Условие задачи:
Можете продолжить текст о народных настроениях в начале войны 1941 года, начав сразу после его последнего предложения?

Текст документа:
• • • •

А, кстати, как выяснилось, и это видно тоже по документам, в том числе документам спецслужб, наших спецслужб я имею в виду, которые в последнее время рассекречены и опубликованы, что у нас в идеологии обнаружились какие-то прорывы, несмотря на всю эту громогласную пропаганду, всякую громкую и агрессивную пропаганду, и, конечно, каждый виток репрессий сопровождается не меньшим витком пропагандистских заклинаний, я бы сказала, камланий. Так вот, оказывается, что люди – это нельзя назвать тем клише, которое употреблялось тогда – пораженческими настроениями были заражены, но люди были в шоке и люди-то как раз понимали, что 1941 год – это последствия 1939. И хоть и война финская незнаменитая, но люди-то знали, особенно на северо-западе, и не только, а война надвигалась как раз с запада, поэтому ощущение было очень острым и свежим, что с войной-то не все благополучно, и с нашей оборонной мощью не все благополучно, и что Гитлер нас раздавит – сколько таких было, но это не пораженческих, да, шоковых настроений.
Еще раз говорю, не пропаганды ради, но если бы не эта внутренняя мобилизация защитить если маленького человека, простого человека, который 22 июня в Ленинграде, в Москве, в Калинине – где угодно, шел на участки, в военкоматы добровольно идти защищать если не государство, то отечество, вот только благодаря этому. И, конечно, вот этим человеческим… извините, просто человеческим мясом, которым закидывали, которое кидалось почти безоружное на эти немецкие танки и под немецкие гранаты. Вот и все. Только народ. Это действительно была священная народная война, как в песне, да? Это священная народная война и была.

• • • •

Фрагменты набора данных для указания точек:

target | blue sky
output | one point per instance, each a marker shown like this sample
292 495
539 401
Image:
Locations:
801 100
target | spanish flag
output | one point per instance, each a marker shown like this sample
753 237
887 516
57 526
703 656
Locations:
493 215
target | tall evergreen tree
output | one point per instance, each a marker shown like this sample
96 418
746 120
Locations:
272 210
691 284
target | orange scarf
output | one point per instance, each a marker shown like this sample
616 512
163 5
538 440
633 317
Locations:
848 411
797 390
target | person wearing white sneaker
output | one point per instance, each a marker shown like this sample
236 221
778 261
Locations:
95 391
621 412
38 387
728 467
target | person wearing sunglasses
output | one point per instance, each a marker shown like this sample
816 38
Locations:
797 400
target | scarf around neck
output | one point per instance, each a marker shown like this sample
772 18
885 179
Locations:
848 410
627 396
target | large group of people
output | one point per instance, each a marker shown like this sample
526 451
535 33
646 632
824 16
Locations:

• • • •

Ответ на задание:
В. Дымарский
―
Ну да. Еще один вопрос. Это по поводу самого 22 июня. Это тоже ведь какая-то легенда, миф, так называемый, там, о неожиданном нападении, потому что вот даже судя по тем документам, о которых мы говорим, которые вот сейчас опубликованы, как-то всем было все ясно. Причем, не 21 даже июня стало ясно, что признаки войны, иначе быть не могло. Вот эта армада, о которой вы только что говорили, она не могла собраться под покровом ночи в одну ночь, и никто бы об этом не знал и никто не понимал, зачем они там собираются.
Ю. Кантор
―
Нет, такое количество оружия, техники и всего остального…
В. Дымарский
―
Невозможно было не заметить.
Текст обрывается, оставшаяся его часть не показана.